Since our last paper on the emergence of battery storage: Battery Storage: A New Frontier, published in June 2017, we have seen some interesting developments recently in the UK.

Renewables Obligation applicability to storage facilities

With battery storage being two to three years away from real competition with established technology, the recent decision to allow for application of the Renewable Obligation scheme for storage devices is a big step forward.

Previously, the government has struggled to increase uptake in energy storage, with generators not being able to access the same level and number of revenue streams available for electricity generation; the popular Feed in Tariffs (FITs) were determined back in 2015 not to be a suitable mechanism to incentivize energy storage.

The recent decision to allow generators to apply for accreditation under the Renewable Obligation scheme in relation to energy generation, including that used to charge storage devices (eg batteries), provides the incentive that did not previously exist.

The Renewables Obligation

  • Obligation placed upon every licensed UK electricity supplier to source a pre-specified proportion of their electricity supply from "eligible renewable sources"
  • This step was taken in light of the government's requirements that 15 percent of energy is to be sourced from renewable sources by 2020

Renewable Obligation Certificates (ROCs)

  • "ROCs are certificates issued to operators of accredited renewable generating stations for the eligible renewable electricity they generate" (OfGem)

— Supplied material —

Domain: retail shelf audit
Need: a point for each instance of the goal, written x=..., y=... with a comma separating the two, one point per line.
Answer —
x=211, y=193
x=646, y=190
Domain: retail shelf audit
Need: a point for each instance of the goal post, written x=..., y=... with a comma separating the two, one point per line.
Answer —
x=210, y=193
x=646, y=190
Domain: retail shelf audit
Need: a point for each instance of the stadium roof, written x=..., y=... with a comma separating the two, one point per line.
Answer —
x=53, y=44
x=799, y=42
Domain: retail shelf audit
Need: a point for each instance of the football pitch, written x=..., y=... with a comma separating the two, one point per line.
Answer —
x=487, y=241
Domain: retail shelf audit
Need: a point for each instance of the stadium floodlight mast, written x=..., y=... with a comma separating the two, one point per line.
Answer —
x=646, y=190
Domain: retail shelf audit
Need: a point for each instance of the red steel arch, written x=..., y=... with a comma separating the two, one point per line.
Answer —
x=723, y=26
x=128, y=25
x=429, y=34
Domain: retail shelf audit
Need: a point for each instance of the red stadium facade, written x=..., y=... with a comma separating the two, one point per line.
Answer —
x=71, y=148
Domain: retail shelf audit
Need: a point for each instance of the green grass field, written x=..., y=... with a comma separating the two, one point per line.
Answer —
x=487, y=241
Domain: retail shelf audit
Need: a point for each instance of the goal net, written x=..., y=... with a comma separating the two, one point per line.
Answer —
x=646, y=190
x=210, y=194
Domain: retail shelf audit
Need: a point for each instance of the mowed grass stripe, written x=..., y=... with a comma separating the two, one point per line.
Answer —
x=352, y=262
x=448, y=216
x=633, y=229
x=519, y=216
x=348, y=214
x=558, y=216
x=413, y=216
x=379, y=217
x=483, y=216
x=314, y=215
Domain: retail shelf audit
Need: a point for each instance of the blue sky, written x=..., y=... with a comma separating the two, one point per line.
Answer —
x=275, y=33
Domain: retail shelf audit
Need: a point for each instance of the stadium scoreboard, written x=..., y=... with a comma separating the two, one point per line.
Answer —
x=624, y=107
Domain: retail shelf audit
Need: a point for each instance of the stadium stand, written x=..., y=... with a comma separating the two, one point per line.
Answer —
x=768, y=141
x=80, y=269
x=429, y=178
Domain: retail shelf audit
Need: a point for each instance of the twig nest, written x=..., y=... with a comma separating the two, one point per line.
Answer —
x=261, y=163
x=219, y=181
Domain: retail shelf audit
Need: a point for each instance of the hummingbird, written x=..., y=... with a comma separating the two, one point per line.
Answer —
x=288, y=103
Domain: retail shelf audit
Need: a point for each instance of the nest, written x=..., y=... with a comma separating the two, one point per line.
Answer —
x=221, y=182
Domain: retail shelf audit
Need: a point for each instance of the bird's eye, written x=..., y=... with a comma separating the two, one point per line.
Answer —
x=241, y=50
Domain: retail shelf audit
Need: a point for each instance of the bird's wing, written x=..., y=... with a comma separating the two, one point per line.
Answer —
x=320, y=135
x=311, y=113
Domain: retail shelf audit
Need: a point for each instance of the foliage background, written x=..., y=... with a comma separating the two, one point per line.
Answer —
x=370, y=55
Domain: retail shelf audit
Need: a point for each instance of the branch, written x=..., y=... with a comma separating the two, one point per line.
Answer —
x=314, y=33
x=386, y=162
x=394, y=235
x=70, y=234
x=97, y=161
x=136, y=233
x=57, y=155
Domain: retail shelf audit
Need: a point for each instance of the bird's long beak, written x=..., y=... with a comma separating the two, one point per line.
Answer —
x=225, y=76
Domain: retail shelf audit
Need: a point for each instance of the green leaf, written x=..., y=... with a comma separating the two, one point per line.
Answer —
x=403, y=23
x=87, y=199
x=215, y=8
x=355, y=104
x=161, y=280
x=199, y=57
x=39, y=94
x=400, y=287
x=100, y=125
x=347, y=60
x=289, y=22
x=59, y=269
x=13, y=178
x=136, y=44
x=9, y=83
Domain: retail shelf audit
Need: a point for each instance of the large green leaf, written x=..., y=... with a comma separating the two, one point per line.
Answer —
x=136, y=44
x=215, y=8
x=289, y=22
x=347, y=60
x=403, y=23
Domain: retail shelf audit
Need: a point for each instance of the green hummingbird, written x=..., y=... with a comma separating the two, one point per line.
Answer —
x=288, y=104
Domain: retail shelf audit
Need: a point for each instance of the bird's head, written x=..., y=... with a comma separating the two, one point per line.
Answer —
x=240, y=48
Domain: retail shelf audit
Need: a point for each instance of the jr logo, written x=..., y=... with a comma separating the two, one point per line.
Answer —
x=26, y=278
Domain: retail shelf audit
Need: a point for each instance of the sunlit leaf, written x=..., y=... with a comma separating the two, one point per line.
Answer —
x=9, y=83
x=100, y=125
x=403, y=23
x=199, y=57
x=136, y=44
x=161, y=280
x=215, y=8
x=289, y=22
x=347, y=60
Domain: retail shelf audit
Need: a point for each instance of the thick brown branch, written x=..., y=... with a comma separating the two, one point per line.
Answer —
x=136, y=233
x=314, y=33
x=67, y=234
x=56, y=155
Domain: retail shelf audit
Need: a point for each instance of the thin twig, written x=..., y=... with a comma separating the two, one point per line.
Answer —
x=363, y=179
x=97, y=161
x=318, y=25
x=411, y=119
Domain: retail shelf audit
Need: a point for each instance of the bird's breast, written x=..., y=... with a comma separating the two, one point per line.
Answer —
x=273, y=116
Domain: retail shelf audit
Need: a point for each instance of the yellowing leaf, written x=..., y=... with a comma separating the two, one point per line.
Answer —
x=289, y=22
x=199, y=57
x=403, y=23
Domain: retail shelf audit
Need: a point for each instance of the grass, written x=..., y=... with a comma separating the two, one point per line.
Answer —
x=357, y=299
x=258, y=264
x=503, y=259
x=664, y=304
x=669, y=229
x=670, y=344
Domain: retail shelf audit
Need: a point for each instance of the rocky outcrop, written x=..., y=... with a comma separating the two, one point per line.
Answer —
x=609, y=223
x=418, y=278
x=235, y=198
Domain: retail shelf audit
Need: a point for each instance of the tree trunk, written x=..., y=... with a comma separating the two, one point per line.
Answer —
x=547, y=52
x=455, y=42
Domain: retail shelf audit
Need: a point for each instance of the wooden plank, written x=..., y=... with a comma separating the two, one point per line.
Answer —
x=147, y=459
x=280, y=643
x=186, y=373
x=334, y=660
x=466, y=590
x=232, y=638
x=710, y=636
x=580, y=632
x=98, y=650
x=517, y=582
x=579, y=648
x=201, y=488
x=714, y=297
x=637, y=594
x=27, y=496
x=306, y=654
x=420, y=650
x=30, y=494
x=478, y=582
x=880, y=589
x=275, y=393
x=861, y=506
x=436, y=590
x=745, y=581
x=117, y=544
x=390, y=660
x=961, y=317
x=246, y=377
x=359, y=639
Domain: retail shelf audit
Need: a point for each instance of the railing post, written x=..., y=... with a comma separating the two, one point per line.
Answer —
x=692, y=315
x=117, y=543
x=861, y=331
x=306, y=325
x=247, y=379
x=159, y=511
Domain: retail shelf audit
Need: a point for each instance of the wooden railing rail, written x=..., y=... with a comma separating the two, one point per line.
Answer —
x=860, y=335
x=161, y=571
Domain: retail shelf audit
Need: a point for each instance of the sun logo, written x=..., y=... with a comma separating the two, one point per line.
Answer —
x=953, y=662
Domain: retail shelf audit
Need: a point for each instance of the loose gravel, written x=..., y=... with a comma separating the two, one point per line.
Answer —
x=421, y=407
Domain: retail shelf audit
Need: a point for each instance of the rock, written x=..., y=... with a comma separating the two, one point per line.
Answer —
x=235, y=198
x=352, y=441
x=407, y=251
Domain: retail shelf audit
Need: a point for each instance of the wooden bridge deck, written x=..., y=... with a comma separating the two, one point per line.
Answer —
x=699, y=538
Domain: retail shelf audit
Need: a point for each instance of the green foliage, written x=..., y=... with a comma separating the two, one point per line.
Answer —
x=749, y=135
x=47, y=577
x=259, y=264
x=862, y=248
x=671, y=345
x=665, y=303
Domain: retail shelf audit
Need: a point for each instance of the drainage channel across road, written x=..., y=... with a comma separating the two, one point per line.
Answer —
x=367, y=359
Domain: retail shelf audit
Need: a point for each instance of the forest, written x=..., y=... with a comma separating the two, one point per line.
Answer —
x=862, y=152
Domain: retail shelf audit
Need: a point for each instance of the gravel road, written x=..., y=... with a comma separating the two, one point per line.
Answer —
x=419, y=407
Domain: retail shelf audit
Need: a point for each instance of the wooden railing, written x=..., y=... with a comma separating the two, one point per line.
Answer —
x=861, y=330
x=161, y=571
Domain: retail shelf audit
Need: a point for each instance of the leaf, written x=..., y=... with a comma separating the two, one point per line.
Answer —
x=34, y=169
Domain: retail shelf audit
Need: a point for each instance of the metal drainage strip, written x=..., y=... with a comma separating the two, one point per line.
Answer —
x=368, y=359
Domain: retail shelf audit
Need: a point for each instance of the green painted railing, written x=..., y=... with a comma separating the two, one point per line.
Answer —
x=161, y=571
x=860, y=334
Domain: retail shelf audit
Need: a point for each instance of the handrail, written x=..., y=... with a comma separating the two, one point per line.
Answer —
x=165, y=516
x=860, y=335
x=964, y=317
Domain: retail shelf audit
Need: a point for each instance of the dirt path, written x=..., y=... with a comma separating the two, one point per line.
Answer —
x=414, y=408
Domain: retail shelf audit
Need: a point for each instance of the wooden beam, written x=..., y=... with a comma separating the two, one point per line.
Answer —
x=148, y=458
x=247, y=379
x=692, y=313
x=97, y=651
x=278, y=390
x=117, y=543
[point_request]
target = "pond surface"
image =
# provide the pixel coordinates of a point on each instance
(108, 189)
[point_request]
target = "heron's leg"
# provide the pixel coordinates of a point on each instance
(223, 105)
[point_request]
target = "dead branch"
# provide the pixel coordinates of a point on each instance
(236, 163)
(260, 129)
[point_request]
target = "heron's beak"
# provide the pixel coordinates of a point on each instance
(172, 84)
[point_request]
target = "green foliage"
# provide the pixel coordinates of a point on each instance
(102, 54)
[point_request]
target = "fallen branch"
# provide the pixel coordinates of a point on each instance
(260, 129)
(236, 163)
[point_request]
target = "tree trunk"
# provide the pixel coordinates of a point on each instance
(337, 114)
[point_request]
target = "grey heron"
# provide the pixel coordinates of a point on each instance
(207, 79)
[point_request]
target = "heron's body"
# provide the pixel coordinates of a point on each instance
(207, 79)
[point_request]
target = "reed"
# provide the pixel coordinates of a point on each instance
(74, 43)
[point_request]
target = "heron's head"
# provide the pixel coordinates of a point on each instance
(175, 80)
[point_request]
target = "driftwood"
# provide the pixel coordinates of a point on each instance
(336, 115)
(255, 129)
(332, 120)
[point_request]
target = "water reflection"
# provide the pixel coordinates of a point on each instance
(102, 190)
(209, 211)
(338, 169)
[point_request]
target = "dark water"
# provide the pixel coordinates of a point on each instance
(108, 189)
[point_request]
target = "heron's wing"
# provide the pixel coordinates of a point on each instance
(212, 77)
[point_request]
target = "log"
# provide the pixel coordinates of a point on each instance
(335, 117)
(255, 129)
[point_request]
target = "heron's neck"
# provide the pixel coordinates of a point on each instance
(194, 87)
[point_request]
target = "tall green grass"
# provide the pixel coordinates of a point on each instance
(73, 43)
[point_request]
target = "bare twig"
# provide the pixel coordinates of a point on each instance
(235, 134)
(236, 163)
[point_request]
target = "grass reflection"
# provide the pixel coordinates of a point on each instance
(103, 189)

— Requirement A —
Report each line of the listing that contains the string "goal".
— Requirement B —
Extend the piece on battery storage and the Renewables Obligation past its last line.
The listing is unrelated to the piece on battery storage.

— Right answer A —
Need: a point for each instance of the goal, written x=..., y=... with a comma separating the two, one point per line.
Need: a point for each instance of the goal post, written x=..., y=... with a comma separating the two, one point per line.
Need: a point for each instance of the goal net, written x=..., y=... with a comma separating the two, one point per line.

— Right answer B —
  • ROCs can be used to satisfy and demonstrate fulfilment of the obligation that suppliers have to the government
  • If a supplier is unable to provide the requisite number of ROCs to satisfy their annual obligation, they will have to make a payment into a "buy-out fund" in order to do so
    • This provides an incentive to electricity generators to obtain ROCs in order to sell them to suppliers so that they can make quota
    • Suppliers can also trade in ROCs for the same reason
  • The "buy-out fund" basically covers administration costs of the scheme and the rest is distributed back to suppliers in proportion to the amount of ROCs they produced towards their obligation, further incentivizing suppliers to produce ROCs

ROCs and storage

Previously, ROCs could be obtained for electricity generators using wind and solar, however, the government closed the Renewables Obligation to small-scale solar PV in early 2016, onshore wind in mid 2016, and ultimately closed the scheme altogether to new applicants in March 2017 (subject to certain grace periods).

However, in a boost to the uptake of building and running co-located storage facilities (alongside generation capabilities ), Ofgem announced last month:

"We have determined that the arrangements in place at several commercial-scale solar installations allow for ROCs to be claimed on all the renewable electricity generated, including any that is used to charge the storage devices." (13 SEP 2017)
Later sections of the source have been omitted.